• [Instruction] Please find every line in the records below that contains the word "mask" and copy each of those lines. Only matches with the same capitalization count.

+++

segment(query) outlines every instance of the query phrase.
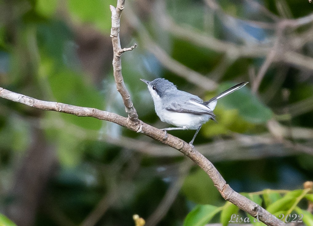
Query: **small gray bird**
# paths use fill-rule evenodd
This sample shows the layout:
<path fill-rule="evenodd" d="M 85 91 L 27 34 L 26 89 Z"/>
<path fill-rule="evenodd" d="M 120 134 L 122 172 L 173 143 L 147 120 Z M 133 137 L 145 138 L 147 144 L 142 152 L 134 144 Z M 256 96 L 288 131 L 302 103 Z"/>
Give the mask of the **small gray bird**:
<path fill-rule="evenodd" d="M 189 143 L 192 146 L 202 125 L 210 119 L 215 121 L 213 111 L 218 100 L 248 83 L 238 84 L 203 102 L 198 96 L 177 90 L 174 84 L 164 79 L 156 79 L 151 82 L 144 79 L 140 80 L 148 85 L 154 103 L 156 112 L 161 121 L 177 126 L 162 129 L 165 131 L 166 136 L 167 131 L 197 130 L 193 138 Z"/>

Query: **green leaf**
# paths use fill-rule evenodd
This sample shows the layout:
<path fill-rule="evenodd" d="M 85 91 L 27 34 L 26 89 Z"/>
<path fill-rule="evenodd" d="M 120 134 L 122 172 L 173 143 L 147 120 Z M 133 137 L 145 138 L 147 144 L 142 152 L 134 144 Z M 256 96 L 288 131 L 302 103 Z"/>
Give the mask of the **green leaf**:
<path fill-rule="evenodd" d="M 308 200 L 313 202 L 313 194 L 308 194 L 305 195 L 304 197 Z"/>
<path fill-rule="evenodd" d="M 288 210 L 303 192 L 303 190 L 295 190 L 288 192 L 283 197 L 269 205 L 267 208 L 267 211 L 275 214 L 279 211 Z"/>
<path fill-rule="evenodd" d="M 0 213 L 0 226 L 16 226 L 16 225 L 5 216 Z"/>
<path fill-rule="evenodd" d="M 313 215 L 312 215 L 312 213 L 306 210 L 300 209 L 298 207 L 296 207 L 295 209 L 299 215 L 303 214 L 303 217 L 300 220 L 303 221 L 306 226 L 313 225 Z M 298 215 L 298 217 L 296 219 L 297 222 L 300 220 L 301 217 L 300 215 L 300 216 Z"/>
<path fill-rule="evenodd" d="M 57 0 L 37 0 L 35 9 L 38 14 L 49 17 L 55 12 Z"/>
<path fill-rule="evenodd" d="M 211 205 L 198 205 L 186 217 L 183 225 L 203 226 L 221 209 Z"/>
<path fill-rule="evenodd" d="M 222 83 L 218 87 L 218 91 L 221 92 L 235 85 L 233 83 Z M 255 95 L 252 94 L 247 87 L 234 92 L 221 99 L 219 102 L 219 104 L 221 104 L 228 108 L 238 109 L 243 118 L 251 123 L 264 123 L 273 116 L 270 109 L 261 102 Z"/>
<path fill-rule="evenodd" d="M 223 226 L 227 226 L 233 214 L 236 215 L 239 208 L 231 203 L 228 202 L 223 207 L 221 213 L 220 221 Z"/>
<path fill-rule="evenodd" d="M 263 198 L 266 207 L 268 207 L 272 203 L 281 198 L 280 194 L 276 192 L 269 189 L 263 191 Z"/>
<path fill-rule="evenodd" d="M 113 0 L 69 0 L 69 9 L 72 19 L 81 23 L 92 23 L 100 31 L 109 33 L 111 11 L 109 6 L 116 5 Z"/>

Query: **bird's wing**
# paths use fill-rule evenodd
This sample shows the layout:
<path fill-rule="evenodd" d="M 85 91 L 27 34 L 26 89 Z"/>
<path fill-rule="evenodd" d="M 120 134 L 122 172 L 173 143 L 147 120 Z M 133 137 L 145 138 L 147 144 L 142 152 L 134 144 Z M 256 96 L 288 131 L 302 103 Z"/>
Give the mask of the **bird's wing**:
<path fill-rule="evenodd" d="M 202 103 L 199 103 L 199 100 L 191 99 L 187 101 L 178 102 L 172 102 L 165 107 L 165 109 L 169 111 L 180 113 L 189 113 L 195 115 L 208 115 L 212 119 L 214 119 L 215 115 L 213 112 Z"/>

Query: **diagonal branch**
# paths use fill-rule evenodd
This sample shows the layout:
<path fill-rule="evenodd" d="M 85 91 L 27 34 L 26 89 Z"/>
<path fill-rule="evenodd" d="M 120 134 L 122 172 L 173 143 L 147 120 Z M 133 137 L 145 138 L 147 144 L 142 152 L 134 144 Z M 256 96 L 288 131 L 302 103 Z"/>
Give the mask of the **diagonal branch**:
<path fill-rule="evenodd" d="M 270 226 L 285 226 L 275 218 L 273 222 L 265 222 L 272 216 L 265 209 L 244 196 L 236 192 L 226 182 L 213 164 L 195 148 L 177 137 L 168 134 L 165 139 L 163 131 L 142 121 L 137 121 L 114 113 L 91 108 L 79 107 L 57 102 L 44 101 L 12 92 L 0 87 L 0 97 L 42 110 L 52 110 L 77 116 L 91 117 L 114 122 L 128 129 L 142 133 L 180 152 L 200 167 L 213 181 L 214 185 L 226 200 Z M 273 218 L 271 218 L 272 219 Z"/>
<path fill-rule="evenodd" d="M 122 49 L 121 47 L 120 40 L 120 25 L 121 15 L 124 8 L 125 0 L 118 0 L 117 5 L 115 8 L 114 6 L 110 6 L 110 9 L 112 13 L 112 28 L 110 37 L 112 38 L 112 44 L 113 46 L 113 74 L 115 83 L 116 84 L 117 91 L 121 94 L 123 101 L 125 105 L 125 110 L 128 114 L 128 117 L 132 121 L 139 122 L 138 115 L 136 109 L 131 98 L 131 95 L 127 90 L 122 75 L 122 63 L 121 58 L 122 53 L 126 51 L 132 50 L 137 47 L 135 44 L 130 48 Z"/>

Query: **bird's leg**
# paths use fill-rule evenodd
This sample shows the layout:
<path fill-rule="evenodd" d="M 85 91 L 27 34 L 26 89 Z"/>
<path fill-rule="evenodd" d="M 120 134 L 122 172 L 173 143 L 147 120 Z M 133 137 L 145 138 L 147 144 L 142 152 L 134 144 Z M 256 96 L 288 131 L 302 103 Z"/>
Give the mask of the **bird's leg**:
<path fill-rule="evenodd" d="M 199 131 L 200 130 L 200 129 L 201 129 L 201 127 L 202 126 L 202 125 L 201 125 L 199 127 L 199 128 L 198 128 L 198 129 L 197 130 L 197 131 L 196 132 L 196 134 L 195 134 L 195 135 L 193 136 L 193 138 L 191 140 L 191 141 L 189 142 L 189 144 L 190 144 L 192 147 L 193 147 L 193 145 L 192 145 L 192 143 L 193 143 L 194 141 L 195 140 L 195 138 L 196 138 L 196 136 L 197 136 L 197 135 L 198 134 L 198 133 L 199 132 Z"/>
<path fill-rule="evenodd" d="M 182 127 L 170 127 L 168 128 L 164 128 L 164 129 L 162 129 L 161 130 L 163 130 L 164 131 L 164 136 L 165 138 L 163 140 L 165 140 L 167 137 L 167 131 L 168 130 L 187 130 L 187 127 L 185 126 L 183 126 Z"/>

+++

• [Correct result]
Give the mask of the **small gray bird**:
Give the mask of the **green leaf**:
Give the mask of the **bird's wing**:
Give the mask of the **diagonal branch**:
Give the mask of the **bird's leg**:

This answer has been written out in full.